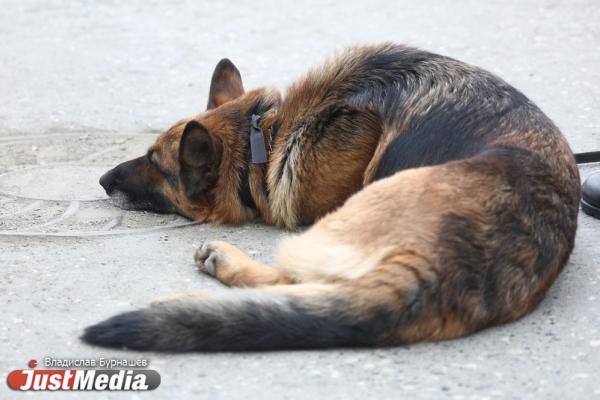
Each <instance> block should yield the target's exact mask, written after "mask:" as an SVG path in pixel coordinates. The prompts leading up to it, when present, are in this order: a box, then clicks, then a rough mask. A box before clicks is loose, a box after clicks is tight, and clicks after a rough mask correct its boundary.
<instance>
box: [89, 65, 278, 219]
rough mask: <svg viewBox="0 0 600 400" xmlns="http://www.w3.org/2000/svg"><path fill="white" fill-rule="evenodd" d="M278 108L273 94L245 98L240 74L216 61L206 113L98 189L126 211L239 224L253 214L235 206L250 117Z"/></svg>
mask: <svg viewBox="0 0 600 400" xmlns="http://www.w3.org/2000/svg"><path fill="white" fill-rule="evenodd" d="M279 101H280V96H279V94H278V93H277V92H276V91H274V90H267V89H259V90H254V91H250V92H247V93H244V87H243V84H242V79H241V76H240V73H239V71H238V69H237V68H236V67H235V66H234V65H233V63H231V61H229V60H228V59H223V60H221V61H220V62H219V63H218V64H217V66H216V68H215V71H214V73H213V76H212V81H211V85H210V93H209V99H208V105H207V109H206V111H204V112H201V113H200V114H198V115H195V116H194V117H191V118H186V119H184V120H181V121H179V122H177V123H176V124H175V125H173V126H172V127H171V128H169V129H168V130H167V131H166V132H164V133H163V134H161V135H160V136H159V138H158V139H157V140H156V142H155V143H154V144H153V145H152V146H150V148H149V149H148V151H147V153H146V154H145V155H143V156H141V157H138V158H135V159H133V160H130V161H126V162H124V163H122V164H119V165H117V166H116V167H115V168H113V169H111V170H110V171H108V172H106V173H105V174H104V175H102V177H101V178H100V185H102V187H103V188H104V190H106V193H107V194H108V195H109V196H110V197H111V199H112V200H113V202H114V203H115V204H116V205H117V206H119V207H121V208H125V209H135V210H149V211H154V212H159V213H174V212H177V213H179V214H182V215H184V216H186V217H188V218H191V219H193V220H195V221H205V220H207V219H211V220H213V221H215V222H244V220H247V219H250V218H253V217H255V216H256V212H255V210H252V209H250V208H249V207H248V206H245V205H244V204H242V202H241V201H240V199H239V188H240V184H241V183H240V174H241V171H242V170H243V168H246V163H247V160H246V149H247V146H248V144H247V140H248V130H249V126H250V125H249V124H250V122H249V121H250V116H251V115H252V114H253V113H256V112H264V111H265V110H266V109H270V108H273V107H274V106H275V105H276V104H277V103H278V102H279Z"/></svg>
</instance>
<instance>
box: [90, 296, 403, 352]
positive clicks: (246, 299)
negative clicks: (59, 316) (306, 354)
mask: <svg viewBox="0 0 600 400" xmlns="http://www.w3.org/2000/svg"><path fill="white" fill-rule="evenodd" d="M293 286H294V288H293V290H291V291H290V293H287V292H286V290H278V289H276V290H272V289H271V290H259V289H231V290H230V291H227V292H224V293H222V294H215V296H209V297H200V298H190V299H185V300H174V301H169V302H164V303H158V304H155V305H152V306H150V307H148V308H145V309H141V310H138V311H132V312H126V313H123V314H119V315H116V316H114V317H112V318H109V319H107V320H105V321H103V322H100V323H98V324H96V325H93V326H90V327H88V328H87V329H86V330H85V332H84V334H83V336H82V339H83V340H84V341H86V342H88V343H90V344H94V345H99V346H104V347H116V348H129V349H136V350H153V351H168V352H189V351H201V352H212V351H251V350H277V349H307V348H312V349H315V348H328V347H345V346H353V347H357V346H372V345H377V344H380V343H378V332H381V329H386V328H387V329H390V325H391V324H393V323H394V320H395V318H396V316H395V315H394V311H397V309H396V308H395V307H390V308H389V309H388V307H387V306H385V305H373V306H369V305H368V304H367V303H368V300H367V299H362V300H358V301H357V299H351V298H349V297H347V296H346V295H348V294H349V292H348V291H345V290H342V291H340V292H337V291H336V290H335V285H319V287H318V288H317V289H314V288H312V285H306V286H309V287H310V289H309V290H306V291H305V290H303V289H302V286H305V285H293ZM290 288H292V286H290ZM299 292H300V293H299ZM344 293H345V294H344ZM357 294H358V293H357ZM392 308H394V309H393V310H392ZM390 317H391V319H390Z"/></svg>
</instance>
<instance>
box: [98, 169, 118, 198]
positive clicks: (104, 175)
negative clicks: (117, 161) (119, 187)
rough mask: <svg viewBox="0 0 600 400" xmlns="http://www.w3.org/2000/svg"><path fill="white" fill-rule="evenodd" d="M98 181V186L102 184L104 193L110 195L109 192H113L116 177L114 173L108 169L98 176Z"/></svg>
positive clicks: (114, 184)
mask: <svg viewBox="0 0 600 400" xmlns="http://www.w3.org/2000/svg"><path fill="white" fill-rule="evenodd" d="M98 183H100V186H102V187H103V188H104V190H105V191H106V194H107V195H109V196H110V194H111V193H112V192H113V190H114V188H115V183H116V178H115V174H114V172H113V171H112V170H111V171H108V172H107V173H105V174H104V175H102V176H101V177H100V180H99V181H98Z"/></svg>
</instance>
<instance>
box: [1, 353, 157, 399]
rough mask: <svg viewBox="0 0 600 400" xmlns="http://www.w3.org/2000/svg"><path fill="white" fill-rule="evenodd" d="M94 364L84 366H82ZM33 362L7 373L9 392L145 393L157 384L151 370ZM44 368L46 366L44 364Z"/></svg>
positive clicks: (92, 363)
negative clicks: (22, 366) (39, 363)
mask: <svg viewBox="0 0 600 400" xmlns="http://www.w3.org/2000/svg"><path fill="white" fill-rule="evenodd" d="M90 364H92V365H93V364H95V363H93V362H92V363H90V362H88V363H86V365H90ZM37 365H38V363H37V361H36V360H31V361H29V363H28V364H27V366H28V367H29V368H31V369H19V370H15V371H11V372H10V374H8V378H7V384H8V387H10V388H11V389H13V390H22V391H38V390H51V391H58V390H61V391H62V390H69V391H71V390H72V391H79V390H99V391H102V390H109V391H123V390H133V391H146V390H154V389H156V388H157V387H158V386H159V385H160V375H159V374H158V372H156V371H154V370H151V369H38V370H36V369H33V368H35V367H37ZM46 365H47V363H46Z"/></svg>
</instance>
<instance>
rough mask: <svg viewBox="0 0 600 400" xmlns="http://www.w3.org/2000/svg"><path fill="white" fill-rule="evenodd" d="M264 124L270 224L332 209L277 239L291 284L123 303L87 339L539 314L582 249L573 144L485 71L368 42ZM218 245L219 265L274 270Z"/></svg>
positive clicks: (409, 49)
mask: <svg viewBox="0 0 600 400" xmlns="http://www.w3.org/2000/svg"><path fill="white" fill-rule="evenodd" d="M263 124H264V125H263V128H264V129H265V131H271V132H272V133H273V142H272V144H273V153H272V155H271V159H270V163H269V166H268V172H267V177H266V181H267V182H266V183H267V189H268V195H269V207H268V208H269V209H268V210H267V211H266V213H267V216H266V219H267V220H268V221H269V222H273V223H276V224H279V225H284V226H289V227H293V226H296V225H298V224H301V223H308V222H311V221H312V220H314V219H315V218H321V219H320V220H319V221H318V222H317V223H316V224H315V225H314V226H313V227H311V228H310V229H309V230H307V231H306V232H305V233H303V234H301V235H298V236H292V237H290V238H288V239H286V240H285V241H284V242H283V243H282V245H281V246H280V249H279V252H278V267H279V269H278V274H279V275H277V276H276V279H274V280H273V283H275V282H279V283H281V282H285V283H290V282H292V283H294V284H293V285H283V286H273V287H268V288H263V289H262V290H240V291H236V292H233V293H231V294H227V295H221V296H219V295H217V296H215V297H214V298H211V297H208V298H202V299H196V300H194V301H176V302H170V303H168V304H163V305H159V306H155V307H151V308H148V309H145V310H140V311H136V312H132V313H127V314H122V315H120V316H117V317H114V318H112V319H109V320H107V321H105V322H103V323H101V324H99V325H96V326H94V327H91V328H90V329H89V330H88V331H87V333H86V335H85V339H86V340H88V341H90V342H92V343H97V344H101V345H107V346H123V345H125V346H128V347H134V348H140V349H156V350H177V351H182V350H183V351H185V350H201V351H211V350H251V349H278V348H307V347H332V346H343V345H389V344H398V343H404V342H412V341H419V340H439V339H447V338H452V337H457V336H462V335H466V334H469V333H472V332H475V331H477V330H479V329H482V328H485V327H487V326H491V325H495V324H498V323H502V322H506V321H511V320H514V319H517V318H519V317H521V316H522V315H524V314H525V313H527V312H529V311H530V310H532V309H533V308H534V307H535V306H536V305H537V304H538V303H539V301H540V300H541V299H542V298H543V296H544V294H545V293H546V291H547V289H548V288H549V286H550V285H551V283H552V282H553V281H554V279H555V278H556V276H557V275H558V274H559V272H560V271H561V270H562V268H563V267H564V265H565V264H566V262H567V259H568V257H569V255H570V253H571V251H572V248H573V243H574V237H575V230H576V225H577V210H578V202H579V195H580V193H579V176H578V171H577V168H576V166H575V162H574V158H573V155H572V153H571V150H570V149H569V146H568V145H567V143H566V141H565V139H564V138H563V136H562V134H561V133H560V132H559V130H558V129H557V128H556V127H555V126H554V124H553V123H552V122H551V121H550V120H549V119H548V118H547V117H546V116H545V115H544V114H543V113H542V112H541V111H540V110H539V109H538V108H537V107H536V106H535V105H533V104H532V103H531V102H530V101H529V100H528V99H527V98H526V97H525V96H524V95H523V94H521V93H520V92H519V91H517V90H516V89H514V88H512V87H511V86H509V85H508V84H506V83H505V82H504V81H502V80H500V79H499V78H497V77H495V76H493V75H492V74H490V73H488V72H485V71H482V70H480V69H478V68H475V67H471V66H468V65H466V64H463V63H461V62H458V61H456V60H452V59H450V58H447V57H442V56H439V55H434V54H431V53H427V52H423V51H419V50H415V49H411V48H406V47H402V46H393V45H384V46H376V47H360V48H354V49H351V50H350V51H347V52H345V53H343V54H341V55H339V56H337V57H336V58H334V59H332V60H330V61H329V62H328V63H326V64H325V65H324V66H322V67H319V68H317V69H314V70H312V71H311V72H309V73H308V74H307V76H306V77H305V78H304V79H302V80H301V81H299V82H298V83H296V84H295V85H293V86H292V87H291V88H290V90H289V92H288V95H287V97H286V99H284V100H283V102H282V103H281V104H280V105H279V107H278V109H277V111H276V112H272V113H271V114H270V115H267V116H266V117H265V118H264V120H263ZM361 188H363V189H362V190H360V189H361ZM356 192H358V193H356ZM353 193H356V194H354V195H353V196H351V195H352V194H353ZM349 196H351V197H350V198H349V199H348V197H349ZM341 203H344V205H343V206H342V207H341V208H339V209H338V210H337V211H335V212H333V213H330V214H327V213H328V212H330V211H331V209H332V208H334V206H336V205H339V204H341ZM325 214H327V215H325ZM323 215H325V216H324V217H323ZM220 246H221V245H219V244H215V248H216V250H215V251H214V253H213V256H214V257H213V262H214V259H218V260H221V261H219V263H220V264H219V265H218V268H219V272H218V273H217V276H218V275H219V273H220V274H221V275H223V276H225V275H227V274H226V273H225V272H228V273H231V274H239V275H238V276H239V277H242V276H246V278H245V279H249V278H248V277H252V279H256V276H257V275H259V274H260V273H263V274H265V273H266V272H261V271H264V270H261V268H258V267H255V266H254V267H252V269H251V270H250V269H248V268H249V267H248V266H249V265H250V262H249V261H248V260H246V259H243V258H242V259H241V261H240V263H239V264H235V263H233V264H232V262H231V261H230V260H231V259H236V257H238V256H233V255H231V254H230V255H231V257H230V258H228V257H226V255H227V251H226V250H223V251H224V252H225V253H223V254H221V253H219V251H220V250H219V249H218V248H219V247H220ZM224 254H225V255H224ZM203 257H204V261H207V260H208V259H209V258H210V257H209V256H208V254H205V255H203ZM228 260H229V261H228ZM204 261H202V262H204ZM215 268H216V266H214V268H213V269H215ZM248 271H250V272H252V273H251V274H250V273H247V274H246V275H244V273H243V272H248ZM269 273H270V274H271V275H272V274H273V272H272V270H271V272H269ZM240 279H241V278H240ZM259 280H260V279H258V280H255V281H252V280H247V281H243V284H246V285H250V284H251V283H252V282H254V284H256V282H258V281H259ZM263 282H264V281H263Z"/></svg>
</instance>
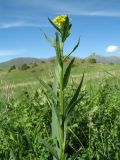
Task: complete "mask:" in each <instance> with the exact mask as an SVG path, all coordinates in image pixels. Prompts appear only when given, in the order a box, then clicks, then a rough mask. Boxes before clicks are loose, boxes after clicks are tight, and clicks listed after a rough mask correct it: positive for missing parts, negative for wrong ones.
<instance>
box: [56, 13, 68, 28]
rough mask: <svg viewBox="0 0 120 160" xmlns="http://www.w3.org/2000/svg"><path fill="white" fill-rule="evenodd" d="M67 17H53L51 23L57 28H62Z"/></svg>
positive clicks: (63, 15)
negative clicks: (53, 18)
mask: <svg viewBox="0 0 120 160" xmlns="http://www.w3.org/2000/svg"><path fill="white" fill-rule="evenodd" d="M66 18H67V16H66V15H60V16H57V17H55V19H54V20H53V22H54V23H55V24H56V25H57V26H59V27H60V26H62V24H63V23H64V22H65V21H66Z"/></svg>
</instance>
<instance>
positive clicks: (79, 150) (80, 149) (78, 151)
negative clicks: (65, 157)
mask: <svg viewBox="0 0 120 160" xmlns="http://www.w3.org/2000/svg"><path fill="white" fill-rule="evenodd" d="M80 150H81V149H79V150H78V151H77V152H76V153H75V154H74V155H73V156H72V158H71V160H76V158H77V157H78V156H79V153H80Z"/></svg>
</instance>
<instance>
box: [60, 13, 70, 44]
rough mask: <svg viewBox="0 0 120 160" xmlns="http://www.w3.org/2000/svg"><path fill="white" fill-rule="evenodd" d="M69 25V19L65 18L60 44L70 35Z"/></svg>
mask: <svg viewBox="0 0 120 160" xmlns="http://www.w3.org/2000/svg"><path fill="white" fill-rule="evenodd" d="M70 28H71V24H70V23H69V17H68V16H67V17H66V21H65V23H63V26H62V31H63V32H62V42H64V41H65V40H66V38H67V37H68V36H69V35H70Z"/></svg>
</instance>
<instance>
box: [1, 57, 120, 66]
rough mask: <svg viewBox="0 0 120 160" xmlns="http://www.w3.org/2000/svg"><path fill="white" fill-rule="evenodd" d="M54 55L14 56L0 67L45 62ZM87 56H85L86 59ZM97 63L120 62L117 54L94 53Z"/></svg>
mask: <svg viewBox="0 0 120 160" xmlns="http://www.w3.org/2000/svg"><path fill="white" fill-rule="evenodd" d="M54 58H55V57H51V58H48V59H38V58H30V57H21V58H15V59H12V60H9V61H6V62H3V63H0V68H8V67H11V66H13V65H15V66H16V67H19V66H21V65H23V64H25V63H26V64H31V63H40V62H42V61H45V62H50V61H52V60H54ZM88 58H89V57H87V58H85V60H86V59H88ZM95 58H96V61H97V63H106V64H110V63H112V64H120V57H117V56H109V57H105V56H100V55H96V56H95ZM76 60H78V61H79V60H80V58H77V57H76Z"/></svg>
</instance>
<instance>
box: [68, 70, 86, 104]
mask: <svg viewBox="0 0 120 160" xmlns="http://www.w3.org/2000/svg"><path fill="white" fill-rule="evenodd" d="M83 79H84V73H83V76H82V79H81V81H80V84H79V86H78V88H77V90H76V91H75V93H74V95H73V97H72V99H71V101H70V103H69V104H68V106H71V105H72V104H73V103H74V102H75V101H76V100H77V98H78V95H79V92H80V89H81V87H82V83H83Z"/></svg>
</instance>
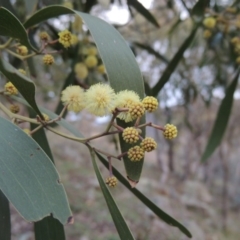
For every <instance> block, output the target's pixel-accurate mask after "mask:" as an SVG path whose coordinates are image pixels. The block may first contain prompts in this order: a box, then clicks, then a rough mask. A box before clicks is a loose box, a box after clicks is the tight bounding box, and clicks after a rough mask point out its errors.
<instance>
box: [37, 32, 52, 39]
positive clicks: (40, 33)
mask: <svg viewBox="0 0 240 240" xmlns="http://www.w3.org/2000/svg"><path fill="white" fill-rule="evenodd" d="M39 37H40V39H41V40H42V41H48V40H49V39H50V37H49V35H48V33H47V32H40V33H39Z"/></svg>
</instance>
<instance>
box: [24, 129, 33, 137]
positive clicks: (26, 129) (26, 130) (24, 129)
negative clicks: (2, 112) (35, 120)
mask: <svg viewBox="0 0 240 240" xmlns="http://www.w3.org/2000/svg"><path fill="white" fill-rule="evenodd" d="M23 131H24V132H25V133H26V134H27V135H28V136H30V132H31V131H30V129H28V128H24V129H23Z"/></svg>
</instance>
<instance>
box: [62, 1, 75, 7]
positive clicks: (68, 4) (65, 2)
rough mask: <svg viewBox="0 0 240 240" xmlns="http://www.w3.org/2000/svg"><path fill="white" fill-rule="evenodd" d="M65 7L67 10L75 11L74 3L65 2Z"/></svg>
mask: <svg viewBox="0 0 240 240" xmlns="http://www.w3.org/2000/svg"><path fill="white" fill-rule="evenodd" d="M63 6H64V7H67V8H70V9H73V4H72V2H68V1H67V2H64V3H63Z"/></svg>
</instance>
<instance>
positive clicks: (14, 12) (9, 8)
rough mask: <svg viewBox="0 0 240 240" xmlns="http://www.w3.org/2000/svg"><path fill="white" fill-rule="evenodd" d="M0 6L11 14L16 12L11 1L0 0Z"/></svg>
mask: <svg viewBox="0 0 240 240" xmlns="http://www.w3.org/2000/svg"><path fill="white" fill-rule="evenodd" d="M0 6H1V7H4V8H6V9H8V10H9V11H10V12H11V13H12V14H14V15H15V16H17V13H16V11H15V9H14V8H13V5H12V4H11V1H9V0H0Z"/></svg>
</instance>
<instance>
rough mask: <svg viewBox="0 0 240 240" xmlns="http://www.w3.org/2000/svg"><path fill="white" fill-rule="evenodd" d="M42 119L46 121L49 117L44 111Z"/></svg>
mask: <svg viewBox="0 0 240 240" xmlns="http://www.w3.org/2000/svg"><path fill="white" fill-rule="evenodd" d="M42 115H43V118H44V121H45V122H48V121H49V120H50V117H49V116H48V115H47V114H46V113H42Z"/></svg>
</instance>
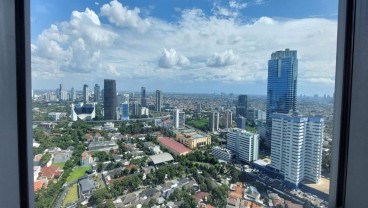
══════
> Your instructions
Reproduce the material above exactly, first line through the line that contains "box: [89, 65, 278, 219]", minus the pictures.

> Expected output
Each <instance> block should yield the target's exact mask, written after "mask:" as an SVG path in pixel coordinates. The prompts leading up to it, when present, are in this order: a box, then clicks, then a rough mask. A box before clicks is loose, a box after clicks is tight, and clicks after a rough mask correct its boundary.
<instance>
box: [89, 65, 278, 219]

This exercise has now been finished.